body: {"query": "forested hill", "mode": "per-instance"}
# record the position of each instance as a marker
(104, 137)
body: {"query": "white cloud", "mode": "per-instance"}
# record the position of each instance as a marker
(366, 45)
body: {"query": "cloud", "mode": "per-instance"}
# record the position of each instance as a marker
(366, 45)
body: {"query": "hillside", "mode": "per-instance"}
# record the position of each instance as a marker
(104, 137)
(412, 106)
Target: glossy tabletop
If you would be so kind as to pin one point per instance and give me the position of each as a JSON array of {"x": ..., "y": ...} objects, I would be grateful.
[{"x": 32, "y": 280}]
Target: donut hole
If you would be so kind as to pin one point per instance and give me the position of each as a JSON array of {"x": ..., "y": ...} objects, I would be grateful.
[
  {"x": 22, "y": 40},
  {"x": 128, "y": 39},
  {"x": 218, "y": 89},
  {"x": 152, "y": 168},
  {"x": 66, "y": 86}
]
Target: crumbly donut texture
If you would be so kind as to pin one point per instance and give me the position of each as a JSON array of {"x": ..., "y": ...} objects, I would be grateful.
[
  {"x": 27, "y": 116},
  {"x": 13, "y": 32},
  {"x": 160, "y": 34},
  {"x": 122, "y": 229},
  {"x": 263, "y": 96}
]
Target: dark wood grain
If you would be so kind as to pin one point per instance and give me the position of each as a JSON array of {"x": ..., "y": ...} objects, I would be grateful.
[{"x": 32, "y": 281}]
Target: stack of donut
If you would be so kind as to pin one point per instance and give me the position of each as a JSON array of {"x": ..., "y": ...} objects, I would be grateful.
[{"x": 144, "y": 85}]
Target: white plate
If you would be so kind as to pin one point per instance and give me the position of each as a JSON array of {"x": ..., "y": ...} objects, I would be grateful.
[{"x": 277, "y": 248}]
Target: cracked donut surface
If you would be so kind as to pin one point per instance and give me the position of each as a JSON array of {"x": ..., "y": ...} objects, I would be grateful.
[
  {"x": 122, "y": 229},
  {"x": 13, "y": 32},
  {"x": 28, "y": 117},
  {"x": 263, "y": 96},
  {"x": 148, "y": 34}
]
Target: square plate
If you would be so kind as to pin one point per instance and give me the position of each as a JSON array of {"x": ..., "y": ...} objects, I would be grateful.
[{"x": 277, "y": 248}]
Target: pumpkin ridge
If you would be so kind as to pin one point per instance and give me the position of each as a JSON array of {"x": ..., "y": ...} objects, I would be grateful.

--------------------------------------------------

### TASK DESCRIPTION
Report all lines of the material that contain the word "mode".

### ANSWER TO THE EXERCISE
body: {"query": "forested hill", "mode": "per-instance"}
body: {"query": "white cloud", "mode": "per-instance"}
body: {"query": "cloud", "mode": "per-instance"}
body: {"query": "hillside", "mode": "per-instance"}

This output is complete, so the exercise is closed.